**INSTRUCTIONS FOR THE TASK:** Output the lines below verbatim, from the line that contains "Note: mark the soil" through the last line, with both ends included.
--- THE RECORDS ---
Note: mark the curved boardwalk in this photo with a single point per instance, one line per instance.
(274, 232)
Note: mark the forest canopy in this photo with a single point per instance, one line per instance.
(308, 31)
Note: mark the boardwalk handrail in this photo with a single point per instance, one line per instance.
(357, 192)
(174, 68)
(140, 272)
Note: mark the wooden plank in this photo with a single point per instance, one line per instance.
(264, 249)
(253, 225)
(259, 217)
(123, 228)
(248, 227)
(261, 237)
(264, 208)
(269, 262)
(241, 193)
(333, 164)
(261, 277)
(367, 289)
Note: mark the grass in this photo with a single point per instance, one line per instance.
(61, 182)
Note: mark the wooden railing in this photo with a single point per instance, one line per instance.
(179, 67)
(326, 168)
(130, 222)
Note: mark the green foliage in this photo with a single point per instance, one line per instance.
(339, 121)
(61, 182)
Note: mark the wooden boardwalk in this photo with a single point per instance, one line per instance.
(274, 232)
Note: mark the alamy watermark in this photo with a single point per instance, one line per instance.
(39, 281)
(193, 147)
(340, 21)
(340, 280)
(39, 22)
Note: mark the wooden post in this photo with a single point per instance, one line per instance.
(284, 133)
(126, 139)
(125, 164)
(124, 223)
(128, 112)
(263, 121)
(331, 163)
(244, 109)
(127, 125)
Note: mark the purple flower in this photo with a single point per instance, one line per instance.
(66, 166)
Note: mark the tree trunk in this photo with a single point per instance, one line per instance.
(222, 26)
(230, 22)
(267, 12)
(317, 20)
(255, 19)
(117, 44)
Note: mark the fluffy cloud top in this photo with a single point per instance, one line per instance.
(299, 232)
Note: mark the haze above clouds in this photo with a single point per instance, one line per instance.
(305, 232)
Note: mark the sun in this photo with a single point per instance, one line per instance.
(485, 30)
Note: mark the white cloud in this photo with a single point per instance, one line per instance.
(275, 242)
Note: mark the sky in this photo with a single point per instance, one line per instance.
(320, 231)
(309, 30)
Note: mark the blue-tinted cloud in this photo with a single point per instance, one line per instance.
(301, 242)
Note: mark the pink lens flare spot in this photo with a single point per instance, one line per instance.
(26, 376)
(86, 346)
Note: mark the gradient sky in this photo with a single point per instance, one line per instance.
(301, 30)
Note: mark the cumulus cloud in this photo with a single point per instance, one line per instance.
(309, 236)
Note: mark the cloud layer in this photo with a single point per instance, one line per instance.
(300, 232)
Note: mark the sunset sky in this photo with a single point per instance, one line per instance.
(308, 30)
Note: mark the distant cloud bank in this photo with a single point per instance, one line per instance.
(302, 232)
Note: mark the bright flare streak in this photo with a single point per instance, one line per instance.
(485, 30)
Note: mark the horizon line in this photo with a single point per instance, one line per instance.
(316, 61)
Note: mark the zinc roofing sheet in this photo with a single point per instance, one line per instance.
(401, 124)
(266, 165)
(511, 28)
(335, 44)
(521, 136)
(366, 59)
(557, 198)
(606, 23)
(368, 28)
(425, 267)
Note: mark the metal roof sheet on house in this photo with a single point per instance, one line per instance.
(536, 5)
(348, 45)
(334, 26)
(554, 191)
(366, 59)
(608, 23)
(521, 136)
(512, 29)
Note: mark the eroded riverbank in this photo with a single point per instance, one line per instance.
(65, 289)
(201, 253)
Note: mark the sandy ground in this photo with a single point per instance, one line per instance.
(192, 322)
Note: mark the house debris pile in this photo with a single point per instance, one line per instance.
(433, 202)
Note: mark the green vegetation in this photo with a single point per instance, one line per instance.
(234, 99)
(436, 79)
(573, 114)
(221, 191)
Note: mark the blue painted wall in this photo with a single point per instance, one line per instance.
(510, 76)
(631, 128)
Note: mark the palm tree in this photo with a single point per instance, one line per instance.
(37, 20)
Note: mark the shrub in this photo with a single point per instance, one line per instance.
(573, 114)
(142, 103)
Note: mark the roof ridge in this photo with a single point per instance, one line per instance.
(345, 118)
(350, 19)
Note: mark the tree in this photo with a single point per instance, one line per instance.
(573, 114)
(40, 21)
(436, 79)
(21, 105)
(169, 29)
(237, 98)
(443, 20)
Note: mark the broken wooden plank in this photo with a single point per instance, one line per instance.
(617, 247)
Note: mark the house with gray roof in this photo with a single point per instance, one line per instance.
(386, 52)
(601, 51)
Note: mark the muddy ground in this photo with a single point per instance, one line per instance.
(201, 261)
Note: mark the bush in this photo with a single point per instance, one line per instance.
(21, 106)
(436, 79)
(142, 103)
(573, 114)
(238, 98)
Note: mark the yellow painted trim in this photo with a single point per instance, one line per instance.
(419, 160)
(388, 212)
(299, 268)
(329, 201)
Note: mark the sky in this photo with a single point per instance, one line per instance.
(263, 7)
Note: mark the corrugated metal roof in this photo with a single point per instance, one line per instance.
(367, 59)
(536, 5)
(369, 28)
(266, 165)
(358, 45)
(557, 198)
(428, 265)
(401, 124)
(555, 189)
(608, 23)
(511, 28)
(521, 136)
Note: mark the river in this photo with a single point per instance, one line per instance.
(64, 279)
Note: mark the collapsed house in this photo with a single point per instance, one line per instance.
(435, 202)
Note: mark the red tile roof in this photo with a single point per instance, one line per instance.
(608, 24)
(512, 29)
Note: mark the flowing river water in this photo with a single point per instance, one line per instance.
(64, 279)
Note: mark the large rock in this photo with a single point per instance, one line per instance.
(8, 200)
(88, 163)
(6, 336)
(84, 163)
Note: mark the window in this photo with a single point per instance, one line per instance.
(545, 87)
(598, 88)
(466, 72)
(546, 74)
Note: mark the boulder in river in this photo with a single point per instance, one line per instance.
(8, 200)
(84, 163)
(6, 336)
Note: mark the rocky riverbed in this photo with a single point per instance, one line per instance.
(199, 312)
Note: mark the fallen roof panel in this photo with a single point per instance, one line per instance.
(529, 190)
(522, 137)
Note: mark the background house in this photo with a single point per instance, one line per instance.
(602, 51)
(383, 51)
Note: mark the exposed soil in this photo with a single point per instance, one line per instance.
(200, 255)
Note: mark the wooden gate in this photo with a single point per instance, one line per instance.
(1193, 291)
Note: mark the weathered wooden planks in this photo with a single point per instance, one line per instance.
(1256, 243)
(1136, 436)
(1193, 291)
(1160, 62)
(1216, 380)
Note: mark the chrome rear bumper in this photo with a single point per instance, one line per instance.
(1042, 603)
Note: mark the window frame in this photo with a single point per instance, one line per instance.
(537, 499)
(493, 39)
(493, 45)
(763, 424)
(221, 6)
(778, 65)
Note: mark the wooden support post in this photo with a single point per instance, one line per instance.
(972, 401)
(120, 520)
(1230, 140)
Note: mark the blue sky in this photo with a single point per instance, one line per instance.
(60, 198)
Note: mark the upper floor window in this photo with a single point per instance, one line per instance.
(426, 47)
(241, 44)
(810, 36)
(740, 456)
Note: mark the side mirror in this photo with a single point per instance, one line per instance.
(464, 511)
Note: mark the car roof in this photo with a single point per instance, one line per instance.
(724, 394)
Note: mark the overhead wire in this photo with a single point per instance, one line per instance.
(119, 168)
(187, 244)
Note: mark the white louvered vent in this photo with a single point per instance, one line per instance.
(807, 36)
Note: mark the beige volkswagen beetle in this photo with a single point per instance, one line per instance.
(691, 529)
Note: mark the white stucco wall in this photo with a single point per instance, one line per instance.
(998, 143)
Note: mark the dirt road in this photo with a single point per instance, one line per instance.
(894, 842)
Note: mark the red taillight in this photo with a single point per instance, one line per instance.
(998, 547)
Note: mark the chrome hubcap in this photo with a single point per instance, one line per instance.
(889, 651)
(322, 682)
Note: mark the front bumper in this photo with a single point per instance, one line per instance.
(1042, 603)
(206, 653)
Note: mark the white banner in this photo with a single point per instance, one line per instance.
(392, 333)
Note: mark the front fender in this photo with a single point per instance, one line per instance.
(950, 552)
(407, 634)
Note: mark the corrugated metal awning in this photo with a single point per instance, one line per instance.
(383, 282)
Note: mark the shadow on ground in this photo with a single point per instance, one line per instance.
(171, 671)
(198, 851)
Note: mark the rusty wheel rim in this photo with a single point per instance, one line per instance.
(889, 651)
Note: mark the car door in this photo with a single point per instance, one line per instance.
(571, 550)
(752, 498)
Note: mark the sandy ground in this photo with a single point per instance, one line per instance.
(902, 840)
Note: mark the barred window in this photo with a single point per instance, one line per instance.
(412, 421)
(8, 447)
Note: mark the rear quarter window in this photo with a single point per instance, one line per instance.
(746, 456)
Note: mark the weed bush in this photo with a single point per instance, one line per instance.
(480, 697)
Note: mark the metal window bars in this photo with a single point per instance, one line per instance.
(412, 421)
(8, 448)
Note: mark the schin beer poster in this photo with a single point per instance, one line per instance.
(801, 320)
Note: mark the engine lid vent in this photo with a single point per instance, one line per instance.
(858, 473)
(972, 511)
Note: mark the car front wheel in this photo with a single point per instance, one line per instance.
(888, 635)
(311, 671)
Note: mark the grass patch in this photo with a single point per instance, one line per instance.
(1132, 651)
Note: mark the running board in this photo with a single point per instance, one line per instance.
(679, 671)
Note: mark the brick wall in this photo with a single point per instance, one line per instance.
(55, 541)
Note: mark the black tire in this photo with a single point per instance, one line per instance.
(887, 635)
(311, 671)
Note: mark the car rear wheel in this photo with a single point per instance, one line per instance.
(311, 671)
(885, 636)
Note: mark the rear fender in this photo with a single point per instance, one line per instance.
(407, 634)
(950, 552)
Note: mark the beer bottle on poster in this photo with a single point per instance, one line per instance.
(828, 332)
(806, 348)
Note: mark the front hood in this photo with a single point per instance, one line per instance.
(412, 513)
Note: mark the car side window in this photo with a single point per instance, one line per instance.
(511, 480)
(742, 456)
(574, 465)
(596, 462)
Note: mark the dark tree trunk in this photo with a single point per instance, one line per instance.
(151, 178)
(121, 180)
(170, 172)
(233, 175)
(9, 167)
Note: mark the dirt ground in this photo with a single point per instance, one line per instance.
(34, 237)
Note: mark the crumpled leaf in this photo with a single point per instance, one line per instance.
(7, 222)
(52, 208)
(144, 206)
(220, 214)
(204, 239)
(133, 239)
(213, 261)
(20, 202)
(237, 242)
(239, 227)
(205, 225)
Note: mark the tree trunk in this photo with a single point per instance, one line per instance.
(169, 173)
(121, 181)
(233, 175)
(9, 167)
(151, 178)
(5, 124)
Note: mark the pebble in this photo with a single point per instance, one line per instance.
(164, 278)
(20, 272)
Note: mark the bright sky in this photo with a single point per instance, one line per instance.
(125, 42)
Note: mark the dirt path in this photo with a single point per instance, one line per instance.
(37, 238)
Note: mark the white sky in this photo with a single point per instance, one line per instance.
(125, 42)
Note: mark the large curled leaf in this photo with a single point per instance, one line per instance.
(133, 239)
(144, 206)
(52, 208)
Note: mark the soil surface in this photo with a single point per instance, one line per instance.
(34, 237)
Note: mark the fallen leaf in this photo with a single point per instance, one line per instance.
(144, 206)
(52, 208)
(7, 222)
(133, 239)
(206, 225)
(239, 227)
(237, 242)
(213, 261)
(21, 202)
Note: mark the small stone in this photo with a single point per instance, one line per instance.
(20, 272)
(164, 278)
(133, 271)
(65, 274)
---
**RESPONSE:**
Note: mark the soil surface in this photo with a single point per instance, one line per instance.
(34, 237)
Note: mark the fallen leaf in this photo with a single point per instance, one line per instance.
(144, 206)
(52, 208)
(7, 222)
(133, 239)
(206, 225)
(239, 227)
(237, 242)
(213, 261)
(21, 202)
Note: mark the small stone in this photo with a single point per instance, one line per instance.
(20, 272)
(164, 278)
(133, 271)
(65, 274)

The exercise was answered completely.